## OBJETIVO
Por favor, reescreva todas as linhas dos registros abaixo como uma lista numerada, omitindo as linhas em branco.

## REGISTROS APRESENTADOS
___
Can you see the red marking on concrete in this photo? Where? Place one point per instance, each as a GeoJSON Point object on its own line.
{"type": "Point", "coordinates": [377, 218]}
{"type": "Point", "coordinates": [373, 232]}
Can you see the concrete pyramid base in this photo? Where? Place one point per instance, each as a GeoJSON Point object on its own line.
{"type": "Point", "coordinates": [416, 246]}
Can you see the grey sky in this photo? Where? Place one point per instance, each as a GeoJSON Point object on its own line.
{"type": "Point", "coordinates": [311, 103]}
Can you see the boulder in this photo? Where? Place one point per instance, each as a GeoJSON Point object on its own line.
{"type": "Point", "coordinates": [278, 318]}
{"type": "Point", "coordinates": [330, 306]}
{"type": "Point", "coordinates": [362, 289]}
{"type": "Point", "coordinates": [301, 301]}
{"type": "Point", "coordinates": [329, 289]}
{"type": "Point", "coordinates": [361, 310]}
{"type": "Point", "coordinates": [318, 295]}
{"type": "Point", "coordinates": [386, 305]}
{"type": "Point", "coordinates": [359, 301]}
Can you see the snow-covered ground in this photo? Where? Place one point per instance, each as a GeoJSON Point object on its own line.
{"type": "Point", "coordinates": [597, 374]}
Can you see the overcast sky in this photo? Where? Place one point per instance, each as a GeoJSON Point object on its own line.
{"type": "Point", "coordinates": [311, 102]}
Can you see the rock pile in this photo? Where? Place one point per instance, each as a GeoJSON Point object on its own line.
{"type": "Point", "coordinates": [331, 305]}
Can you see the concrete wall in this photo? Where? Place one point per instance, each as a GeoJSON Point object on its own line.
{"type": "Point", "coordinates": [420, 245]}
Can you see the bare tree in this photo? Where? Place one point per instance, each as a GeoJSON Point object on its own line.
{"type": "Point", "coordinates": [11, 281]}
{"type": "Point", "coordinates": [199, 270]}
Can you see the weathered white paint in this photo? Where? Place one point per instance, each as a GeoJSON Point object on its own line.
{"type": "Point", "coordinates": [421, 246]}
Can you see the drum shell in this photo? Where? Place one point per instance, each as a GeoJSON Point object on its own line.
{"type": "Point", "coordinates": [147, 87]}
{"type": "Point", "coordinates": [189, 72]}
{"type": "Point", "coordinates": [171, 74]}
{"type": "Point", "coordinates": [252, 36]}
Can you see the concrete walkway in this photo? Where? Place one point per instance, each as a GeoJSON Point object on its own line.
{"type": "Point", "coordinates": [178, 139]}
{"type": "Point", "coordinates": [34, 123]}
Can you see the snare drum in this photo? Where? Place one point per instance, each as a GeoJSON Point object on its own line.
___
## RESULTADO OBTIDO
1. Can you see the red marking on concrete in this photo? Where? Place one point per instance, each as a GeoJSON Point object on its own line.
2. {"type": "Point", "coordinates": [377, 218]}
3. {"type": "Point", "coordinates": [373, 232]}
4. Can you see the concrete pyramid base in this photo? Where? Place one point per instance, each as a GeoJSON Point object on its own line.
5. {"type": "Point", "coordinates": [416, 246]}
6. Can you see the grey sky in this photo? Where? Place one point per instance, each as a GeoJSON Point object on its own line.
7. {"type": "Point", "coordinates": [311, 103]}
8. Can you see the boulder in this photo? Where? Place one point per instance, each as a GeoJSON Point object on its own line.
9. {"type": "Point", "coordinates": [278, 318]}
10. {"type": "Point", "coordinates": [330, 306]}
11. {"type": "Point", "coordinates": [362, 289]}
12. {"type": "Point", "coordinates": [301, 301]}
13. {"type": "Point", "coordinates": [329, 289]}
14. {"type": "Point", "coordinates": [361, 310]}
15. {"type": "Point", "coordinates": [318, 295]}
16. {"type": "Point", "coordinates": [386, 305]}
17. {"type": "Point", "coordinates": [359, 301]}
18. Can you see the snow-covered ground in this photo? Where? Place one point per instance, each as a GeoJSON Point object on its own line.
19. {"type": "Point", "coordinates": [597, 374]}
20. Can you see the overcast sky in this photo? Where? Place one point per instance, each as a GeoJSON Point object on its own line.
21. {"type": "Point", "coordinates": [311, 102]}
22. Can you see the rock pile in this photo? Where? Place one point per instance, each as a GeoJSON Point object on its own line.
23. {"type": "Point", "coordinates": [331, 305]}
24. Can you see the concrete wall in this photo? Where? Place one point per instance, each as a GeoJSON Point object on its own line.
25. {"type": "Point", "coordinates": [420, 245]}
26. Can you see the bare tree in this photo? Where? Place one point per instance, each as a GeoJSON Point object on its own line.
27. {"type": "Point", "coordinates": [11, 281]}
28. {"type": "Point", "coordinates": [199, 270]}
29. Can you see the weathered white paint in this photo? Where? Place one point per instance, each as a GeoJSON Point object on its own line.
30. {"type": "Point", "coordinates": [421, 246]}
31. Can you see the drum shell in this photo? Where? Place one point per instance, each as a GeoJSON Point object on its own line.
32. {"type": "Point", "coordinates": [147, 87]}
33. {"type": "Point", "coordinates": [189, 72]}
34. {"type": "Point", "coordinates": [171, 74]}
35. {"type": "Point", "coordinates": [252, 36]}
36. Can you see the concrete walkway in this photo? Where? Place one point per instance, each as a GeoJSON Point object on its own line.
37. {"type": "Point", "coordinates": [178, 139]}
38. {"type": "Point", "coordinates": [34, 123]}
39. Can you see the snare drum in this photo? Where? Place one point per instance, each as a GeoJSON Point object on its own line.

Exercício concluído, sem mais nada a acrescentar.